» **What you will do**:
Write out exactly the lines of the entries below from the one holding "Where can the woman be" to the one holding "Where can the sofa armrest", inclusive, and leave out all other lines.

» **Records shown**:
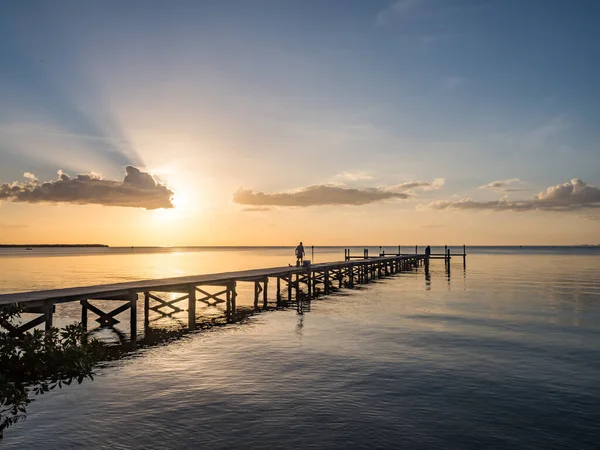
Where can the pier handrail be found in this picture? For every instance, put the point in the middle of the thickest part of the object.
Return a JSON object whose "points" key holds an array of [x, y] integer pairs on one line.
{"points": [[35, 298]]}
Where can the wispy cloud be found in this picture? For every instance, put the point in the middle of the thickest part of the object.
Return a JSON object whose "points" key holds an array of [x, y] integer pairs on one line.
{"points": [[316, 195], [503, 185], [354, 176], [396, 8], [453, 83], [333, 194], [256, 209], [137, 190], [434, 185], [12, 226], [575, 195]]}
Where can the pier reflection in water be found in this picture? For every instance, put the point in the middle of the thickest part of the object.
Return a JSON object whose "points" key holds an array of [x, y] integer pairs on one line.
{"points": [[510, 362]]}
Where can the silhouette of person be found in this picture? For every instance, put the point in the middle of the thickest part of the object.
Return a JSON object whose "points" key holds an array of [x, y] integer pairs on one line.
{"points": [[299, 254]]}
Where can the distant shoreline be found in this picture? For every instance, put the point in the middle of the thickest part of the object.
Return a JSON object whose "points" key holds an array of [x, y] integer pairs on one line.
{"points": [[51, 245]]}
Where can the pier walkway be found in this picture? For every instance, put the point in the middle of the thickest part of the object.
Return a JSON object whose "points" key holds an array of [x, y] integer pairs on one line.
{"points": [[291, 282]]}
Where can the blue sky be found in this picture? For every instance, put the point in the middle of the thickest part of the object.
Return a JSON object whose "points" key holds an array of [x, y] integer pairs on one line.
{"points": [[287, 94]]}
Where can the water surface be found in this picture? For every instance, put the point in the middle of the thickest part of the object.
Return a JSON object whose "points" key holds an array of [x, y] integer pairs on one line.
{"points": [[503, 355]]}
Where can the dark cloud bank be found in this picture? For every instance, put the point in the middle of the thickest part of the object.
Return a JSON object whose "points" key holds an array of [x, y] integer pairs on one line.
{"points": [[574, 196], [137, 190]]}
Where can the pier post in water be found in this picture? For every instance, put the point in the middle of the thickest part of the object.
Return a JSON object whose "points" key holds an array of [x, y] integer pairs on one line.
{"points": [[266, 284], [83, 315], [133, 316], [146, 309], [192, 307], [278, 291]]}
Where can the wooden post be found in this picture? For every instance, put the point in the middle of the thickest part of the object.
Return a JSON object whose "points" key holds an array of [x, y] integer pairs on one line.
{"points": [[256, 292], [278, 291], [233, 286], [133, 316], [48, 313], [266, 283], [228, 303], [192, 307], [146, 309], [83, 314]]}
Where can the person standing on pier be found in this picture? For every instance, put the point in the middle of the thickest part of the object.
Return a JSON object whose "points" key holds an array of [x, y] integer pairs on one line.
{"points": [[299, 254]]}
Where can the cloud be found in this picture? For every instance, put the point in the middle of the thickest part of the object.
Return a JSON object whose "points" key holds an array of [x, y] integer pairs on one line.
{"points": [[256, 209], [436, 184], [316, 195], [11, 226], [572, 196], [137, 190], [501, 185], [453, 83], [355, 176], [396, 8]]}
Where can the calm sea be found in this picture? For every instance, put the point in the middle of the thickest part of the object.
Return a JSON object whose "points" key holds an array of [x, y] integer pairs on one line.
{"points": [[504, 353]]}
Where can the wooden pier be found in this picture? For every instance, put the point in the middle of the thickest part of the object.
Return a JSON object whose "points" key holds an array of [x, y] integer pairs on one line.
{"points": [[219, 289]]}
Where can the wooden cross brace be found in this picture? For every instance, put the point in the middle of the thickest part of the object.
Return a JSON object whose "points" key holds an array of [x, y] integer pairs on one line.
{"points": [[19, 330], [106, 319], [167, 303], [208, 296]]}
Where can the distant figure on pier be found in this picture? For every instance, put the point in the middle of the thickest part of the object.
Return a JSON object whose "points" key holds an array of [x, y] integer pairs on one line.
{"points": [[299, 254]]}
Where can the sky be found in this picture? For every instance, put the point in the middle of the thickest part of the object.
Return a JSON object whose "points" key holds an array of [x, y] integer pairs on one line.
{"points": [[256, 122]]}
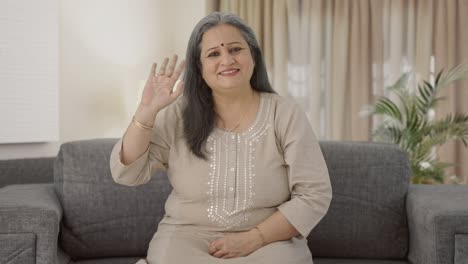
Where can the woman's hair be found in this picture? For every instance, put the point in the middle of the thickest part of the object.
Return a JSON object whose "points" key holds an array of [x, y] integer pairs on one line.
{"points": [[199, 113]]}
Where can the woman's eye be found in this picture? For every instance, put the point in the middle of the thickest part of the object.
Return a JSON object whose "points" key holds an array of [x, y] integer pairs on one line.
{"points": [[213, 54]]}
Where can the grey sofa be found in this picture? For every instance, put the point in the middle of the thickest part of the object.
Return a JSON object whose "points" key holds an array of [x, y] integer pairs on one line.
{"points": [[375, 217]]}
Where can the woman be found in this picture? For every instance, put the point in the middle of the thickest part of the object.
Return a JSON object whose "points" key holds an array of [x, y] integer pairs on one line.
{"points": [[249, 180]]}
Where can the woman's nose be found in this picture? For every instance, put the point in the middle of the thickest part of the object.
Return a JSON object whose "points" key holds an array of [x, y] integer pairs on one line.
{"points": [[227, 59]]}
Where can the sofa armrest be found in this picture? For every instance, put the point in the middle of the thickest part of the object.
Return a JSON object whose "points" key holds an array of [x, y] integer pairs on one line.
{"points": [[29, 224], [438, 224]]}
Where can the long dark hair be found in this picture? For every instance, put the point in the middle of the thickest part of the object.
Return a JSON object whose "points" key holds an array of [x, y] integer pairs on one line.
{"points": [[199, 114]]}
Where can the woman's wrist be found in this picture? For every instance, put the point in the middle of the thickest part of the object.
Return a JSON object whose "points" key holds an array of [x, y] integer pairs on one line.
{"points": [[145, 116], [258, 234]]}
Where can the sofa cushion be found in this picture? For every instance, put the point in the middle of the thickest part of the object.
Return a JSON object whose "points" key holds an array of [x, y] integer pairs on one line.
{"points": [[18, 248], [367, 216], [102, 218]]}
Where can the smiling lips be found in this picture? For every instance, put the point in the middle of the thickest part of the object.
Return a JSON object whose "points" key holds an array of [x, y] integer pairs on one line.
{"points": [[229, 72]]}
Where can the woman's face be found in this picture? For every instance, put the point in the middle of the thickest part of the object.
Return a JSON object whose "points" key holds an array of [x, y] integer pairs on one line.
{"points": [[226, 59]]}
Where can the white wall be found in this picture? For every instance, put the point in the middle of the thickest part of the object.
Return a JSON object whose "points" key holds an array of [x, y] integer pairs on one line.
{"points": [[106, 49]]}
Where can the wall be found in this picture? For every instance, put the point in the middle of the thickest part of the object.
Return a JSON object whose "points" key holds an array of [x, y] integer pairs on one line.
{"points": [[106, 50]]}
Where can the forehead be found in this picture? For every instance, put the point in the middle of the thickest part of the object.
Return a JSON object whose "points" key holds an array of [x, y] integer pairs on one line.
{"points": [[221, 34]]}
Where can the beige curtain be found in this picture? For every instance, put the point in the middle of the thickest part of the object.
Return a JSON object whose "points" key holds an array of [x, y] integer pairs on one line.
{"points": [[449, 38], [268, 18], [337, 56]]}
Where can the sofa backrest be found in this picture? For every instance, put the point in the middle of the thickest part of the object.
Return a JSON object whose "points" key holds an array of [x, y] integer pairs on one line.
{"points": [[100, 217], [367, 216]]}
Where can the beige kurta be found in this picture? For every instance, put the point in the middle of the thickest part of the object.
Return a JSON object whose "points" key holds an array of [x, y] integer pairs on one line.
{"points": [[276, 164]]}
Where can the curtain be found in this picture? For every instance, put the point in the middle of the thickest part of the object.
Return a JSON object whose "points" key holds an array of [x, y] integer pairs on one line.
{"points": [[334, 57]]}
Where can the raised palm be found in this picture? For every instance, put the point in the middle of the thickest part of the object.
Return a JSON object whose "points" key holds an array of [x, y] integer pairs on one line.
{"points": [[158, 92]]}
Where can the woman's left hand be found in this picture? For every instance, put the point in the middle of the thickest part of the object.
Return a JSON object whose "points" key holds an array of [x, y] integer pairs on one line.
{"points": [[234, 245]]}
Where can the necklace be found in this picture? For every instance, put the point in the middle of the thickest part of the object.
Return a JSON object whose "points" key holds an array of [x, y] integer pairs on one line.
{"points": [[240, 119]]}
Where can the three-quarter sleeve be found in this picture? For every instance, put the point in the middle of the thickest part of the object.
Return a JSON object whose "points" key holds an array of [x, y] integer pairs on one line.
{"points": [[309, 182], [155, 157]]}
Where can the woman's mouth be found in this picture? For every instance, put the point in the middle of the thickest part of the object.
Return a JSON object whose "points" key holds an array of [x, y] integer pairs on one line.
{"points": [[230, 72]]}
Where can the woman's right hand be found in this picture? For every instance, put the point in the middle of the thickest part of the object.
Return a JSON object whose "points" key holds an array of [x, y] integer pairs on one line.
{"points": [[158, 93]]}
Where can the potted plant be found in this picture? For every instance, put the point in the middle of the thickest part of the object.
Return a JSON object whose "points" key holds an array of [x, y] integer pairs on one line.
{"points": [[408, 120]]}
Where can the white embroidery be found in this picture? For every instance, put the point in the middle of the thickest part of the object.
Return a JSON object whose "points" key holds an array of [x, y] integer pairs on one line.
{"points": [[231, 183]]}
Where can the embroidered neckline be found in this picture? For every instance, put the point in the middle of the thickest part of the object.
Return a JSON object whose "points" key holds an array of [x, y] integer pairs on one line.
{"points": [[257, 121]]}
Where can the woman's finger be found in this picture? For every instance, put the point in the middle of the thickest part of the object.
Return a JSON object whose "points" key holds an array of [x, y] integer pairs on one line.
{"points": [[220, 253], [152, 72], [171, 67], [178, 71], [162, 70], [179, 88]]}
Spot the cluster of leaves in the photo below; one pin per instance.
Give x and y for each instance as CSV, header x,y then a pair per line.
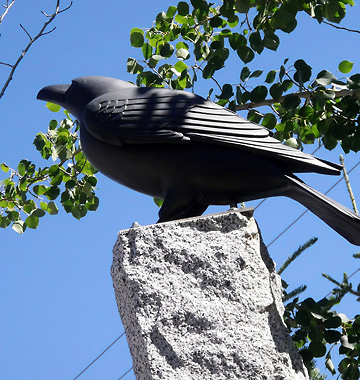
x,y
317,329
202,38
317,326
29,192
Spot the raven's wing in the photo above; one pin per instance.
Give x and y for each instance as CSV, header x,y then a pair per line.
x,y
153,115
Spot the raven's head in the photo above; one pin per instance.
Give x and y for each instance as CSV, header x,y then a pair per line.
x,y
75,96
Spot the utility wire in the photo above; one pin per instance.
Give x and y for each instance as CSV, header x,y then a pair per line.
x,y
300,216
125,373
99,356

» **Problem solution**:
Where can the woman be found in this picture? For every instance, put the point in the middle of the thickest part of the object.
Return a JSON object whose "points" key holds an array of [x, y] integer pairs on one line.
{"points": [[249, 180]]}
Where can the woman's nose be found in this picture? For every instance, put the point in the middle of the thickest part of the object.
Return a JSON object whose "points" key holds an array of [x, y] integer pairs on one line.
{"points": [[227, 59]]}
Where can the sofa armrest be found in this picture? For every instance, put the point in the middle of the thickest part of the object.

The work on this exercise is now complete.